**TEXT FOR ANALYSIS**
####
Rabbi Márton Schreiner, a religious educator, orientalist and scholar of Semitic languages, struggled against the Ethnic Cultural Movement’s intent to be substitute for Jewish religious life.

Zsidó Egyetem

The building of the University of Jewish Studies at Guttenberg Square in Budapest towards the end of the 19th century. (Photo: Fortepan / Capital Archives of Budapest. Archive reference: HU.BFL.XV.19.d.1.05.161)

Rabbi Márton Schreiner was active mainly between 1881 and 1902 in Hungary and Germany. His manuscripts kept at the National Library indicate that he opposed the racist element of the ethnic cultural ideas of the period (biological anthropology), according to which Judaism is a race community (a concept based on the idea that race is an unchanging hereditary characteristic). In addition, he saw the cultivation of religious customs as a historical necessity resulting in the liberation of the Jewish spirit. He also appealed against the German liberal parties and their Jewish representatives who adopted the ethnic cultural thoughts that did not see any contradiction between the Torah and the discoveries of science, and sought for a total separation between them:

“The liberal representatives [referring to Jewish politicians] have forgotten that the Jewish community is a religious community and not a race community. …”

“We must realize in our religious lives that our love for the Jewish customs and Jewish life does not require supernatural support. We recognize that our institutions [referring to the Jewish religious community and its institutions] are historical needs …”

“If the Liberal Party wants to be the outpost of the Reform Judaism, then it has no justification within the community. …”
####
**GIVEN MATERIAL**

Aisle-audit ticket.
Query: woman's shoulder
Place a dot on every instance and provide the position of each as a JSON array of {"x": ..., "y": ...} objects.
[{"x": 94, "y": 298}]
####
**INSTRUCTIONS TO FOLLOW**
Continue the passage on Rabbi Márton Schreiner shown above, starting right after its last quotation.

**THE ANSWER**
“One of the movements that tries to replace the historical religions is the “Ethnic Cultural Movement” [Ethnische Kulturbewegung]. To the extent that it seeks to realize the general moral ideals, it should be accepted with joy from the point of view of Judaism. But, it cannot serve as a substitute for religion and Judaism in particular. … The historical religions are inextricably inconsistent with the scientific results of science. If Judaism is defined as compatible with science, it is no longer Judaism. … As for the morality of life: Judaism teaches effectively this morality without relating to its believers level of education. The worship of God, the holidays, and certainly the Jewish institutions, have always reminded the followers of Judaism of the teachings of the Torah. …”

“The recent reports of the Board of Directors indicate that in the past three years 347 members of the community have left Judaism … , but we believe that … Judaism, as the Bible science opines today, has been a religious community since the days of the Second Temple, which reaches beyond the borders of the nation … . Our community, in its special status, is the basis of Christianity and Islam. …”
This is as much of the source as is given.